◆ **Your task**
Repeat every row below word for word, changing nothing.

◆ **Excerpts from a pointing dataset**
* BEGIN *

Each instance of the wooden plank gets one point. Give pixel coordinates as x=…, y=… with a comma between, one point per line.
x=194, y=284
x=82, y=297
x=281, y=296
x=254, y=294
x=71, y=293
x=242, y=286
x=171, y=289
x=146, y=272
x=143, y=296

* END *

◆ **Exercise result**
Each instance of the wooden plank gets one point. Give pixel coordinates as x=…, y=… with a comma between, one point per line.
x=194, y=284
x=82, y=297
x=281, y=296
x=254, y=294
x=71, y=293
x=242, y=286
x=171, y=289
x=146, y=272
x=143, y=296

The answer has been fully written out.